Years later, after she decided there was more to life than motherhood, Gram took a job in factory at a time in history when women assumed the traditional and outdated role of staying home with the children. In a male-dominated society, she bucked traditional norms to earn her own money. I remember wanting to be just like her, creating little crafts I'd sell as a young and hungry entrepreneur. She always invested in me, believed in me, and I attribute my passion for my career to those days when she didn't hesitate to buy into my dreams.
Gram and I never had one direct conversation about what it meant to be a feminist, but we didn't need one. She showed me, rather than explained. When my parents' divorced after a bitter marriage that left my younger brother and I vulnerable to a slew of difficult, traumatizing emotions — which included discovering that my brother and I had different fathers — Gram bridged the gap between who I thought I was and my new reality with love, compassion, understanding. Without her, there'd be no me. When my foundation was ripped from beneath me, Gram provided a secondary home when I felt unwelcome elsewhere, often reminding me that all that made me so different made me that much more special. She avidly, hopelessly, endlessly advocated for me, even when it meant she'd have to take on the bulk of that responsibility while my parents figured out their own ways. None of it was easy, I'm sure, but with her, I always belonged. She remains my one safe place, even in death.

[Natural-language descriptions of regions]
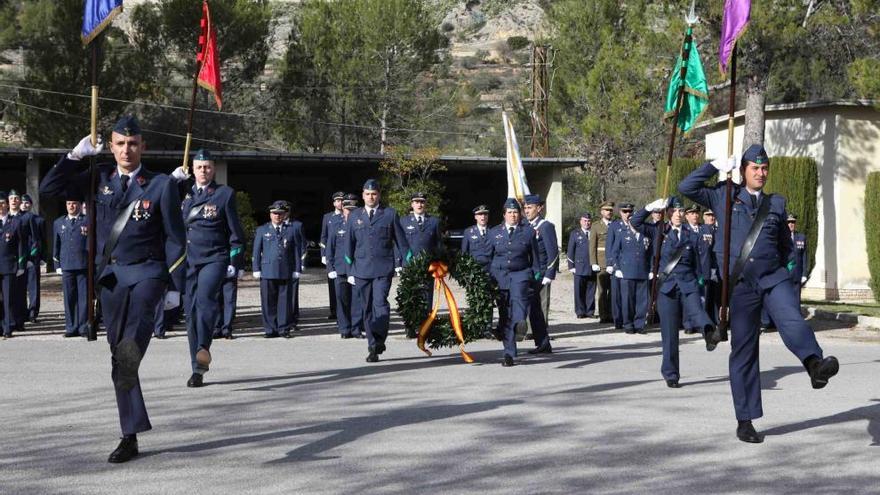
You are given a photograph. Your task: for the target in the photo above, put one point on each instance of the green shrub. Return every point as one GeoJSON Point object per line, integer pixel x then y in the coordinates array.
{"type": "Point", "coordinates": [872, 230]}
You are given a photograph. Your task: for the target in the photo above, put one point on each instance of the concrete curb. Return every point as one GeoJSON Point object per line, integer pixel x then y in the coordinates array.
{"type": "Point", "coordinates": [872, 322]}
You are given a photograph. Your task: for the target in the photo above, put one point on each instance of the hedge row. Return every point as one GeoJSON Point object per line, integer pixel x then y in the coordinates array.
{"type": "Point", "coordinates": [872, 230]}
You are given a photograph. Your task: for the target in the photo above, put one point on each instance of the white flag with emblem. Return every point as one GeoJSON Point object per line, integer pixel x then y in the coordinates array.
{"type": "Point", "coordinates": [517, 187]}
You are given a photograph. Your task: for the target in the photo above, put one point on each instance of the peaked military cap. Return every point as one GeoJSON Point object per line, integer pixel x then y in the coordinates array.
{"type": "Point", "coordinates": [533, 199]}
{"type": "Point", "coordinates": [127, 126]}
{"type": "Point", "coordinates": [280, 206]}
{"type": "Point", "coordinates": [203, 155]}
{"type": "Point", "coordinates": [756, 154]}
{"type": "Point", "coordinates": [371, 185]}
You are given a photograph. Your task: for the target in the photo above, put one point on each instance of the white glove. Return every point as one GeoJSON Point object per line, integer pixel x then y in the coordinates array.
{"type": "Point", "coordinates": [85, 148]}
{"type": "Point", "coordinates": [179, 173]}
{"type": "Point", "coordinates": [659, 204]}
{"type": "Point", "coordinates": [726, 165]}
{"type": "Point", "coordinates": [172, 299]}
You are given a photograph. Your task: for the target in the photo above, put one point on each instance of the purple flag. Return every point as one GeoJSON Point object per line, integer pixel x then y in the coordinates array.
{"type": "Point", "coordinates": [733, 23]}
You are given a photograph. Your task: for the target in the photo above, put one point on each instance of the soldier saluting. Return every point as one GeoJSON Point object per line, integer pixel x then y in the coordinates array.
{"type": "Point", "coordinates": [761, 257]}
{"type": "Point", "coordinates": [140, 240]}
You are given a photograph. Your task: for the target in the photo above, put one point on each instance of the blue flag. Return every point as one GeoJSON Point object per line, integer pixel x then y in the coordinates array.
{"type": "Point", "coordinates": [97, 15]}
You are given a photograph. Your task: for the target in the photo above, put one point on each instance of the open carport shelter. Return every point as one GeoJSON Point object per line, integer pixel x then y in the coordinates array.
{"type": "Point", "coordinates": [307, 180]}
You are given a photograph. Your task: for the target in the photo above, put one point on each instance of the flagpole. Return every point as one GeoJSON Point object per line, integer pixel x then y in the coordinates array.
{"type": "Point", "coordinates": [90, 201]}
{"type": "Point", "coordinates": [655, 265]}
{"type": "Point", "coordinates": [723, 317]}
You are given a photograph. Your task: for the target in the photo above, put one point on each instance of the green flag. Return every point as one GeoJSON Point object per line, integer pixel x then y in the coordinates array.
{"type": "Point", "coordinates": [695, 86]}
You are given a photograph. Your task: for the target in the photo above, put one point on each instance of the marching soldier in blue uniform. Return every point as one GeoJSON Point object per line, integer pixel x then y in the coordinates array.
{"type": "Point", "coordinates": [374, 238]}
{"type": "Point", "coordinates": [277, 257]}
{"type": "Point", "coordinates": [32, 269]}
{"type": "Point", "coordinates": [70, 254]}
{"type": "Point", "coordinates": [329, 225]}
{"type": "Point", "coordinates": [349, 312]}
{"type": "Point", "coordinates": [515, 267]}
{"type": "Point", "coordinates": [581, 267]}
{"type": "Point", "coordinates": [13, 253]}
{"type": "Point", "coordinates": [141, 251]}
{"type": "Point", "coordinates": [630, 256]}
{"type": "Point", "coordinates": [679, 283]}
{"type": "Point", "coordinates": [761, 261]}
{"type": "Point", "coordinates": [214, 252]}
{"type": "Point", "coordinates": [608, 312]}
{"type": "Point", "coordinates": [548, 256]}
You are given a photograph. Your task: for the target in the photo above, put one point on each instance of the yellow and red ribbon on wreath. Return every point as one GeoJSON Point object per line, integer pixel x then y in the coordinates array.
{"type": "Point", "coordinates": [439, 270]}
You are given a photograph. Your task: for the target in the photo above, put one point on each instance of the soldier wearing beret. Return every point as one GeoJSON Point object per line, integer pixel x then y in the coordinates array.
{"type": "Point", "coordinates": [329, 224]}
{"type": "Point", "coordinates": [761, 261]}
{"type": "Point", "coordinates": [141, 253]}
{"type": "Point", "coordinates": [214, 252]}
{"type": "Point", "coordinates": [277, 256]}
{"type": "Point", "coordinates": [581, 266]}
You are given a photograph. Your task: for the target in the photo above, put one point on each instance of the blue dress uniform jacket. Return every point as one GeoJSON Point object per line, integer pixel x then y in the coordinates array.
{"type": "Point", "coordinates": [515, 267]}
{"type": "Point", "coordinates": [761, 285]}
{"type": "Point", "coordinates": [13, 254]}
{"type": "Point", "coordinates": [70, 253]}
{"type": "Point", "coordinates": [213, 228]}
{"type": "Point", "coordinates": [148, 256]}
{"type": "Point", "coordinates": [477, 245]}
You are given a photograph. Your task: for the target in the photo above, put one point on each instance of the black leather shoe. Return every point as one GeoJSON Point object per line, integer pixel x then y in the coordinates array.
{"type": "Point", "coordinates": [746, 432]}
{"type": "Point", "coordinates": [372, 357]}
{"type": "Point", "coordinates": [542, 349]}
{"type": "Point", "coordinates": [195, 381]}
{"type": "Point", "coordinates": [821, 370]}
{"type": "Point", "coordinates": [128, 360]}
{"type": "Point", "coordinates": [126, 451]}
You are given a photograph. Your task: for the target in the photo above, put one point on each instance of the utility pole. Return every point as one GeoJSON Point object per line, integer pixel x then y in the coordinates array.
{"type": "Point", "coordinates": [540, 101]}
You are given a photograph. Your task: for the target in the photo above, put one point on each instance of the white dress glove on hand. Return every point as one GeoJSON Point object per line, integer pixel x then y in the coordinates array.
{"type": "Point", "coordinates": [172, 299]}
{"type": "Point", "coordinates": [658, 204]}
{"type": "Point", "coordinates": [84, 148]}
{"type": "Point", "coordinates": [725, 165]}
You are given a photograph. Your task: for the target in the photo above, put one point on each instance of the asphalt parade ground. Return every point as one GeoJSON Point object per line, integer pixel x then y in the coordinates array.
{"type": "Point", "coordinates": [308, 415]}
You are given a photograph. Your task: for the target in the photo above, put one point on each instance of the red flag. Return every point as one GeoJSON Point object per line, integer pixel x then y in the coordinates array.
{"type": "Point", "coordinates": [209, 74]}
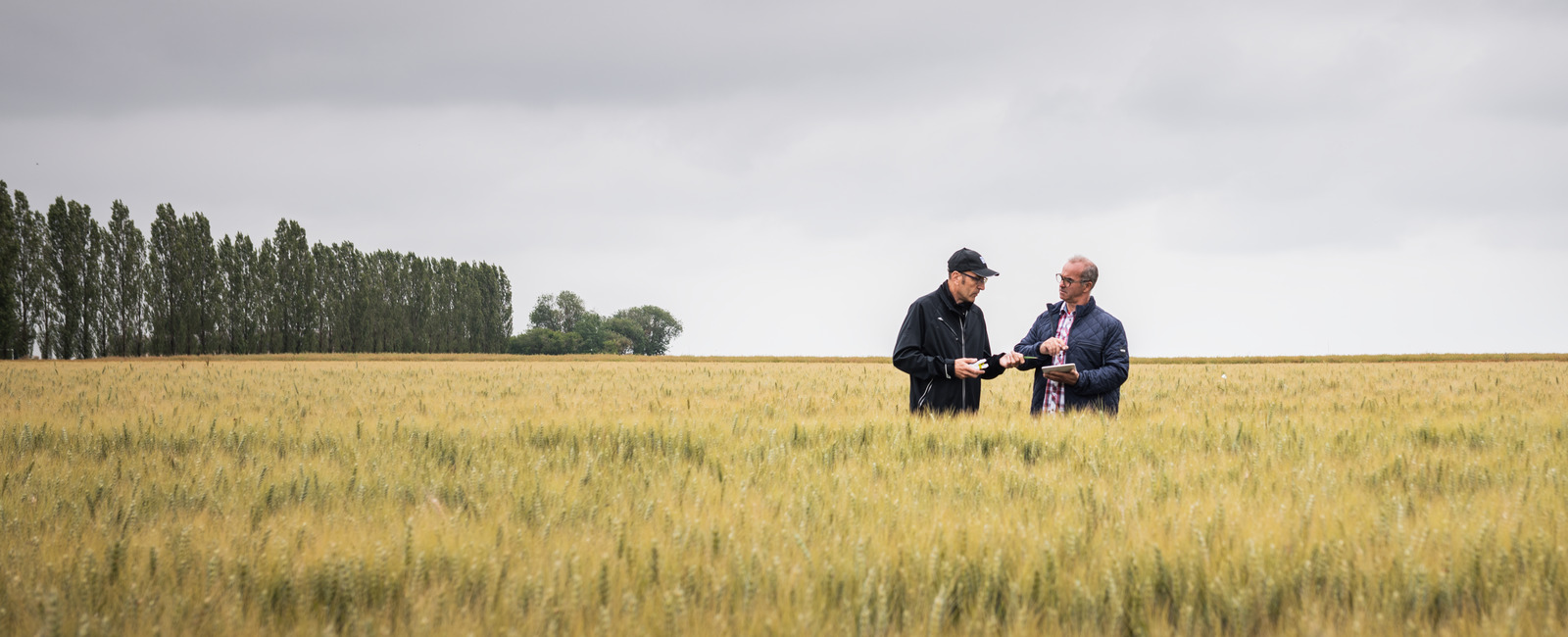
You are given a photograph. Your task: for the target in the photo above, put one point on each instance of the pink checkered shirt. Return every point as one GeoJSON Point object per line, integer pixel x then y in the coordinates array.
{"type": "Point", "coordinates": [1057, 393]}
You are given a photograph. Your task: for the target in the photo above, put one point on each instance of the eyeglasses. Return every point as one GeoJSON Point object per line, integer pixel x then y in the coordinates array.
{"type": "Point", "coordinates": [980, 279]}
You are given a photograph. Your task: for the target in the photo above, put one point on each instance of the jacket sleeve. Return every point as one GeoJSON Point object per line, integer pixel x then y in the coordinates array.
{"type": "Point", "coordinates": [1113, 372]}
{"type": "Point", "coordinates": [909, 357]}
{"type": "Point", "coordinates": [1031, 344]}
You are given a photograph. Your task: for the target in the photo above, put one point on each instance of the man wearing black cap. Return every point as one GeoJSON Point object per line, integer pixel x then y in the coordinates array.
{"type": "Point", "coordinates": [943, 344]}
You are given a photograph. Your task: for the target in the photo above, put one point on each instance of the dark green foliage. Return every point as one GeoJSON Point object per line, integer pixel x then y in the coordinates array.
{"type": "Point", "coordinates": [71, 258]}
{"type": "Point", "coordinates": [73, 289]}
{"type": "Point", "coordinates": [564, 325]}
{"type": "Point", "coordinates": [184, 284]}
{"type": "Point", "coordinates": [656, 328]}
{"type": "Point", "coordinates": [124, 270]}
{"type": "Point", "coordinates": [10, 253]}
{"type": "Point", "coordinates": [295, 292]}
{"type": "Point", "coordinates": [33, 278]}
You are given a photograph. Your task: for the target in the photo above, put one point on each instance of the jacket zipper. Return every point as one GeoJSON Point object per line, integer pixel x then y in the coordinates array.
{"type": "Point", "coordinates": [963, 350]}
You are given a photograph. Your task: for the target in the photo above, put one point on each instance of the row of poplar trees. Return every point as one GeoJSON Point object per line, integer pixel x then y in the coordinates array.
{"type": "Point", "coordinates": [71, 287]}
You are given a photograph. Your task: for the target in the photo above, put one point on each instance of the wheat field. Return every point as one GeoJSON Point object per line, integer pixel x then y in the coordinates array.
{"type": "Point", "coordinates": [538, 498]}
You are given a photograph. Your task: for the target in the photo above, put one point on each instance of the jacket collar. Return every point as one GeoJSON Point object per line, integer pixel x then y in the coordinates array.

**Assigned task A:** For the passage about Gram, say whether each statement agrees with it: (i) Gram and the writer had a direct conversation about what it meant to be a feminist; (ii) the writer sold little crafts when young; (iii) Gram offered a secondary home when the writer felt unwelcome elsewhere. Answer yes or no for each and quote the deciding words.
**Assigned task B:** In the passage about Gram, what does Gram remain for the writer?
**Assigned task C:** Carry on the passage about Gram, given above the material, beginning after its final sentence.

**Final answer A:**
(i) No: "Gram and I never had one direct conversation about what it meant to be a feminist"
(ii) Yes: "creating little crafts I'd sell as a young and hungry entrepreneur"
(iii) Yes: "Gram provided a secondary home when I felt unwelcome elsewhere"

**Final answer B:** The writer's one safe place, even in death.

**Final answer C:**
When I was young, she took me to voting polls where she proudly displayed her "I voted" sticker. When she learned of my childhood personal traumas, she reminded me of all the ways my body was (and is) my own. When I endured my first real heartbreak, she held me, told me I was strong enough without the love of a man. When I got my first real job out of high school, she took me shopping for clothes to make me feel the professional she always saw me as. When I got married, she assured me independence is a strength, not a weakness. And as I grieved over the loss of my babies, she grieved with me, opening the book of her life so that I could see just how strong women like us are.
With the (vicious) election cycle at a close and issues such as defunding of Planned Parenthood, the attack on personal freedoms in accordance with religion (the proposed unconstitutional "Muslin Ban"), and the rights at stake when it comes to gender/sexuality (the LGBTQ community in particular) in America, Gram's been on my mind more than usual lately. She accepted people at face value without judgment, discrimination, or exclusivity, and as the product of biological interracial parents, she fought for equal rights for all. She's shown me throughout her life how to truly "be the change you wish to see in the world."
As my daughter looks up to me with pressing questions about our president's off-putting bills and tactics and growing concerns over the great divide in our country, I feel a tug in my heart; Gram is once again conducting somewhere out there. The grand maestro of my whole existence, I imagine her pulling thoughts fresh from my memory so that I can pass on those stories, experiences, and triumphs to my impressionable daughter, a fearless young woman who wear a black t-shirt that says "president" on the front.
As I'm still grieving the 2015 passing of my lifelong hero, I lean into the resolve she somehow instilled in me when I wasn't paying attention. Because of her, I aim to do the very same with both my kids. Equality, compassion, and the scope for which we view the world begins at home. My Gram taught me that.